**Objectif a**
Donnez sous forme de liste JSON de chaînes, une par ligne et sans les lignes vides, les lignes des entrées situées entre celle qui contient "Hi there — would you mind identifying the crane" et celle qui contient "[18, 29, 322, 182]", incluses.

LE PRESIDENT – Mesdames, Messieurs, je me réjouis d'abord de recevoir, ici, à Versailles, la Chancelière et nos deux ministres des Affaires étrangères, à l'occasion de l'inauguration de cette exposition « Splendeurs de la Cour de Saxe » que nous avons visitée avec plaisir, et qui est tout à fait prestigieuse. Vous me permettrez d'adresser aux responsables des musées de Dresde et de Versailles toute notre reconnaissance et nos félicitations pour la qualité du travail fourni.

Je voudrais également me réjouir de la qualité et de l'intensité des rapports entre l'Allemagne et la France. Dans les jours passés, nos deux ministres des Affaires étrangères se sont rencontrés ; la Chancelière a bien voulu recevoir le Premier Ministre français. Nous sommes aujourd'hui à Versailles et il y a là une permanence, une intensité de relations que je tiens à souligner. Et qui doit naturellement, aujourd'hui, se traduire par des perspectives sur lesquelles je vais revenir dans un instant.

Nous avons abordé, tout à l'heure, les questions européennes avec comme ambition de préparer, ensemble, les Conseils européens de mars et de juin prochains, conseils sous présidence autrichienne, et avec la volonté de donner corps à ce que j'ai proposé, il y a quelques temps, c'est-à-dire une nouvelle impulsion à la construction européenne et à l'Union européenne.

Après les difficultés que nous avons connues avec les référendums français et hollandais, après le succès du budget européen, nous souhaitons donner une nouvelle impulsion à cette Europe, en apportant des solutions prioritairement et concrètement aux problèmes qui sont ceux des Européens d'aujourd'hui en termes de croissance, d'emploi, de recherche, d'innovation, en terme social. Voilà quelle est l'ambition que nous avons et que nous manifesterons à l'occasion du prochain Conseil européen.

Nous voulons que le Conseil du 23 mars prochain traduise en décisions les options politiques qui ont été arrêtées au Conseil européen sous présidence britannique, à Hampton Court. Dans ce contexte, nous demandons à nos ministres, chacun dans leur domaine, d'élaborer une voie commune pour atteindre ces objectifs et de réaliser cette synthèse, à l'occasion du Conseil des ministres franco-allemand qui aura lieu, à Berlin, le 14 mars prochain.

Dans cette esprit, nous avons évoqué des positions concertées ou communes dans le domaine de l'emploi, et notamment de l'intégration des jeunes, sujet que la présidence autrichienne a considéré, à juste titre, comme prioritaire pour la recherche et l'innovation et nous avons déjà fait ensemble des pas importants pour donner à notre recherche et à notre innovation européennes plus de capacité pour s'adapter au monde de demain.

**Données d'entrée**

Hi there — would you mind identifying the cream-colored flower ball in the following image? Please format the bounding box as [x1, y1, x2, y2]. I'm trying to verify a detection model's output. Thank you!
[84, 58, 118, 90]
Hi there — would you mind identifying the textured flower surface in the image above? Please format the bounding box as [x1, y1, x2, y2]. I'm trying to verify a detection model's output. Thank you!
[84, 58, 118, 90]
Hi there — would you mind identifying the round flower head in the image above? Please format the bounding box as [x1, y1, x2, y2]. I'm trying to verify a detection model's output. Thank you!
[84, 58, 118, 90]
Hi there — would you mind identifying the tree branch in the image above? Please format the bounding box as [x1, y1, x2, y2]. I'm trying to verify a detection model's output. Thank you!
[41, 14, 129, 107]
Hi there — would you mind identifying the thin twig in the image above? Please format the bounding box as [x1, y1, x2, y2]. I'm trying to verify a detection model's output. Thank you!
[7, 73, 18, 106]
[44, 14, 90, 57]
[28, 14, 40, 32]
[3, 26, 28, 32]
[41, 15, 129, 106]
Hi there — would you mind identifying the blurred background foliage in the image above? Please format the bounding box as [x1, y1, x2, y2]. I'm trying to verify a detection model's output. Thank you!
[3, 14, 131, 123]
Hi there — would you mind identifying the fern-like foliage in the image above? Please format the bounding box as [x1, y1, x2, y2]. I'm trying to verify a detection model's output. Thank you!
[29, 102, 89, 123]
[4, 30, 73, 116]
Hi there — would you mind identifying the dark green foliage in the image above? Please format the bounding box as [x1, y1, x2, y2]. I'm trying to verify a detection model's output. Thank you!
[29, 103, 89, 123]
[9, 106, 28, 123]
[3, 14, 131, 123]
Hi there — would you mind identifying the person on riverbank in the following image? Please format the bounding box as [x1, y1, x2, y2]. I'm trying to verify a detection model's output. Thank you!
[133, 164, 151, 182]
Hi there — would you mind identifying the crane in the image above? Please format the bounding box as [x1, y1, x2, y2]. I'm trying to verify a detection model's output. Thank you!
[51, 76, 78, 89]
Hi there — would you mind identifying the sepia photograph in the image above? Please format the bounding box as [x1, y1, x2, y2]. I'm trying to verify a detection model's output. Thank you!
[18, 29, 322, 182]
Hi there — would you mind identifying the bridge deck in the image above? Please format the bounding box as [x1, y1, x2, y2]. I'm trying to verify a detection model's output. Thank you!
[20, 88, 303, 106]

**Objectif b**
Selon le discours, dans quels domaines faut-il apporter des solutions aux problèmes des Européens d'aujourd'hui ? Citez-les tous.

**Réponse complète a**
[
  "Hi there — would you mind identifying the crane in the image above? Please format the bounding box as [x1, y1, x2, y2]. I'm trying to verify a detection model's output. Thank you!",
  "[51, 76, 78, 89]",
  "Hi there — would you mind identifying the sepia photograph in the image above? Please format the bounding box as [x1, y1, x2, y2]. I'm trying to verify a detection model's output. Thank you!",
  "[18, 29, 322, 182]"
]

**Réponse complète b**
- la croissance
- l'emploi
- la recherche
- l'innovation
- le social